### READING TEXT
▼▼▼
Continuum (Sunday) This ever-inquisitive new-music ensemble, a vital part of New York’s concert life since it was founded in 1966, celebrates its 45th anniversary with an evening of new works composed for the group by Ursula Mamlok, Wang Jie, Carman Moore, Ileana Perez Velázquez and Roberto Sierra. Rounding out the bill is Elliott Schwartz’s “Vienna Dreams,” played in honor of his 75th birthday. At 7 p.m., Merkin Concert Hall, 129 West 67th Street, Manhattan , (212) 501-3330, kaufman-center.org; $20; students and 65+, $10. (Smith)

Curtis 20/21 (Thursday) Joan Tower is one of the most respected contemporary American composers, but her music is still heard too rarely in New York. An out-of-town group, the Curtis Institute of Music’s 20th- and 21st-century repertory ensemble, does their part to rectify the situation with a wide-ranging program of Ms. Tower’s recent chamber works. At 8 p.m., Miller Theater, Broadway at 116th Street, Morningside Heights , (212) 854-7799, millertheatre.com; $25. (Woolfe)
▲▲▲
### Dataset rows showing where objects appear
▼▼▼
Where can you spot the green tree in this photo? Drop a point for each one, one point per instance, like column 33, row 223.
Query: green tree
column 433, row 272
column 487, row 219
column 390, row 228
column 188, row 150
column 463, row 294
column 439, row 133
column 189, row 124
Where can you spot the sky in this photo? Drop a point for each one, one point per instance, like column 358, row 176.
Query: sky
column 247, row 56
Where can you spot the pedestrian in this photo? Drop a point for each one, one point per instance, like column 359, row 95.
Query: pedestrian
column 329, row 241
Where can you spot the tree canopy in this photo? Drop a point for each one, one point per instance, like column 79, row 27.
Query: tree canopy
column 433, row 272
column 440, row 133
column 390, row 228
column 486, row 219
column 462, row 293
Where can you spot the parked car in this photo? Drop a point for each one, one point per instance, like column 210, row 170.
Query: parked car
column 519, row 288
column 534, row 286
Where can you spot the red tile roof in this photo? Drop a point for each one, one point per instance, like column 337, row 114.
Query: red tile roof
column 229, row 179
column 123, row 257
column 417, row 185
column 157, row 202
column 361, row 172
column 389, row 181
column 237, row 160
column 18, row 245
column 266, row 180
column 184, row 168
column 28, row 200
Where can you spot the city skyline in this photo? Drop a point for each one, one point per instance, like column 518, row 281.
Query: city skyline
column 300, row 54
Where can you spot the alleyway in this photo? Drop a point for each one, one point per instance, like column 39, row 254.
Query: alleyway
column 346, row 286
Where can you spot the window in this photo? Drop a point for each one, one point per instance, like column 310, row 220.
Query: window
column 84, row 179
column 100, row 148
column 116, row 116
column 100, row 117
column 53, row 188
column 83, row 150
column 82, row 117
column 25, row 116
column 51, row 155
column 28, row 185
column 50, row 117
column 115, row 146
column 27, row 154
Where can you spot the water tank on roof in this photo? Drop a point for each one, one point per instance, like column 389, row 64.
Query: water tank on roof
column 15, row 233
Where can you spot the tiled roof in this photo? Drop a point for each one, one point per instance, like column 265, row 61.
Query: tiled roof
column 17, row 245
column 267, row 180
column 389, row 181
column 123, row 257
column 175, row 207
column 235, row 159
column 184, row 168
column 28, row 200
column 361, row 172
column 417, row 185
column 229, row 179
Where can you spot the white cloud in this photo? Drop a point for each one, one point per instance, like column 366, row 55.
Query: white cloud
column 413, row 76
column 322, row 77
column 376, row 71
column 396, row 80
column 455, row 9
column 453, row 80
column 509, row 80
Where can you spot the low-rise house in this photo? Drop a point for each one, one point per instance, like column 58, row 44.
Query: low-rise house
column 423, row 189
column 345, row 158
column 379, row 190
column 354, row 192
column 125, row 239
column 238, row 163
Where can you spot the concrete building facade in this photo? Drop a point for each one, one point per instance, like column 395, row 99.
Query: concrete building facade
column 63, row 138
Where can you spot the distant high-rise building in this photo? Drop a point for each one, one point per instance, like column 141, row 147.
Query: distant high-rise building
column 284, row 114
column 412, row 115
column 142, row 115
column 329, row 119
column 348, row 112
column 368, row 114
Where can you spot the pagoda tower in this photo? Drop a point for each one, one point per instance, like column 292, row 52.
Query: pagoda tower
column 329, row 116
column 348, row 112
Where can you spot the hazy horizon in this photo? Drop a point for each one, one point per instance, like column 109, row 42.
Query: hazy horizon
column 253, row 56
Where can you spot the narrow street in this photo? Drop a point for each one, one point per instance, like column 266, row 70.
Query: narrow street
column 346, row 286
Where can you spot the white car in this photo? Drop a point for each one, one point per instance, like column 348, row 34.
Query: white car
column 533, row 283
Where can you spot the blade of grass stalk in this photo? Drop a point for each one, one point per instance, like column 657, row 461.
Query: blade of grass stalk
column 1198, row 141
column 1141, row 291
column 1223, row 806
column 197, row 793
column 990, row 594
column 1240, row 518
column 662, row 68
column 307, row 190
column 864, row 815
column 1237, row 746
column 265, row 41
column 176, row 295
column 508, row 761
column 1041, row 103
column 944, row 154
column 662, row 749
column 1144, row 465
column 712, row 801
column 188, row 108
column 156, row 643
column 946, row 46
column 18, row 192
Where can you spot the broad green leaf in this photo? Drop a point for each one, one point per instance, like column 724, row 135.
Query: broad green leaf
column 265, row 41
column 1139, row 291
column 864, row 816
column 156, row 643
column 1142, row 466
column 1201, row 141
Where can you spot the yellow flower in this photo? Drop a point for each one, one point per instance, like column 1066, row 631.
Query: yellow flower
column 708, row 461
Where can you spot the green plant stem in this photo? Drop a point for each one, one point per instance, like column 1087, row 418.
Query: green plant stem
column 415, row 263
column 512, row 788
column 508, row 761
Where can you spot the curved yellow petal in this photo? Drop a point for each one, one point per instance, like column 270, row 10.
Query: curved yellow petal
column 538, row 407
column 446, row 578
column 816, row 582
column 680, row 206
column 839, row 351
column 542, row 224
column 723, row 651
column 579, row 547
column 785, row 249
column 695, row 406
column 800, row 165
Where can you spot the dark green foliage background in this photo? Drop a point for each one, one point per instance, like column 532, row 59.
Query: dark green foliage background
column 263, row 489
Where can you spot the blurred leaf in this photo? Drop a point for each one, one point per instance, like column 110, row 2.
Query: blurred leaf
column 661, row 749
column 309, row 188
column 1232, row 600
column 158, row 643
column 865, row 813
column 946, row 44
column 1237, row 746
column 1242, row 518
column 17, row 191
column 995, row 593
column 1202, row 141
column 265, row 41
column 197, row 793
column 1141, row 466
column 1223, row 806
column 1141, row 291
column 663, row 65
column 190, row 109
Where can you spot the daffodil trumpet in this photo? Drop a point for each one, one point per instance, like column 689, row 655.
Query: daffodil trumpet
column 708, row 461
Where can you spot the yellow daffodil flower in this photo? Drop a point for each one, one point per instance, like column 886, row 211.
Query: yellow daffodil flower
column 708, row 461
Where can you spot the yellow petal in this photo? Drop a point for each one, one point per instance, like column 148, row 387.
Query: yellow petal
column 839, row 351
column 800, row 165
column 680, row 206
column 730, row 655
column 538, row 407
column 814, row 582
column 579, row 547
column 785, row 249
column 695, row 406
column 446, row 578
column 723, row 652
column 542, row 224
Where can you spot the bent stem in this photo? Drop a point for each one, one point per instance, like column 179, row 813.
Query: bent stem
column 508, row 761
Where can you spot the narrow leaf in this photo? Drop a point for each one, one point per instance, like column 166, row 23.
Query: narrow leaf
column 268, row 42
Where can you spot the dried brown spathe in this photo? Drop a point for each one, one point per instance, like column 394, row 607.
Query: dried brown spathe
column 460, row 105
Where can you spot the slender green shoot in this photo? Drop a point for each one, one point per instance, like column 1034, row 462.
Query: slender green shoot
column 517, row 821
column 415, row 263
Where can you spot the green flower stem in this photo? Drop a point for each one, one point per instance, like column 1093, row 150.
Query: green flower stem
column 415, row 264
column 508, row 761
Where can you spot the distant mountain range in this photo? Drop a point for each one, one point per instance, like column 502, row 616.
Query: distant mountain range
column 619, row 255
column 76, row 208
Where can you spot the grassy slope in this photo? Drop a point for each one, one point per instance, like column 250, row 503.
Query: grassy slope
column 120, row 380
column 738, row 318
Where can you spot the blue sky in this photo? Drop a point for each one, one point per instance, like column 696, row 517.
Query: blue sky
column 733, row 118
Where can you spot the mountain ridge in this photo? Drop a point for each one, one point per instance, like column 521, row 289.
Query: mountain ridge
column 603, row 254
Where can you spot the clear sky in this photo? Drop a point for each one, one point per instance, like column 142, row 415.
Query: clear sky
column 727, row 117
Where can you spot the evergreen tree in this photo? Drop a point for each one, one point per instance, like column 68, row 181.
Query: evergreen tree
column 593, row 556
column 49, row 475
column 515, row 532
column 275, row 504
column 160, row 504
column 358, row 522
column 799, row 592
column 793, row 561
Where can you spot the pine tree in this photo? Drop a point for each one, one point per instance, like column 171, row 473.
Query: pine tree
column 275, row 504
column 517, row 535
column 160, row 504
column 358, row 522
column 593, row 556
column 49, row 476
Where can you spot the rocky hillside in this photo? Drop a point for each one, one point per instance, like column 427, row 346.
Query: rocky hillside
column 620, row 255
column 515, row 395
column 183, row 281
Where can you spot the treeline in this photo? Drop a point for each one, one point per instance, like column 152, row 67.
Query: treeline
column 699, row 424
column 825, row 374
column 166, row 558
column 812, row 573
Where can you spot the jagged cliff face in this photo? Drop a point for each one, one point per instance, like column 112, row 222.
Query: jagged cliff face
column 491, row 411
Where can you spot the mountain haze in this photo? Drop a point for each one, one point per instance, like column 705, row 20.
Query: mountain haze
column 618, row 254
▲▲▲
### TASKS TO CARRY OUT
**A.** Why does the Curtis 20/21 ensemble present a program of Joan Tower's recent chamber works, according to the concert notices? Answer in one to three sentences.
**B.** In the listing, update everything from the line containing "Where can you spot the tree canopy" down to the line containing "column 15, row 233" by replacing "in this photo" with "in this image". Return only those lines.
The concert notices and the listing have no connection to each other.

### RESPONSES TO THE EXERCISE
**A.** Joan Tower is one of the most respected contemporary American composers, but her music is still heard too rarely in New York. The ensemble is doing its part to rectify that situation.

**B.**
Where can you spot the tree canopy in this image? Drop a point for each one, one point per instance, like column 79, row 27.
Query: tree canopy
column 433, row 272
column 440, row 133
column 390, row 228
column 486, row 219
column 462, row 293
Where can you spot the parked car in this image? Drop a point for each one, one point per instance, like column 210, row 170.
Query: parked car
column 519, row 288
column 534, row 286
Where can you spot the red tile roof in this image? Drop a point for each one, one point per instance, like column 337, row 114.
Query: red tile roof
column 229, row 179
column 123, row 257
column 417, row 185
column 157, row 202
column 361, row 172
column 389, row 181
column 237, row 160
column 18, row 245
column 266, row 180
column 184, row 168
column 28, row 200
Where can you spot the city skyline in this image? Drop a point for each one, one point per instance, like column 518, row 281.
Query: city skyline
column 300, row 54
Where can you spot the alleyway in this image? Drop a point for each one, one point per instance, like column 39, row 254.
Query: alleyway
column 346, row 286
Where can you spot the window in this image? Drop a point for each one, one point per instance, like column 310, row 220.
Query: window
column 84, row 179
column 100, row 148
column 116, row 116
column 100, row 117
column 53, row 188
column 83, row 150
column 82, row 117
column 25, row 116
column 51, row 155
column 28, row 185
column 50, row 117
column 115, row 146
column 27, row 154
Where can you spot the water tank on roof in this image? Drop a point for each one, one point per instance, like column 389, row 64.
Query: water tank on roof
column 15, row 233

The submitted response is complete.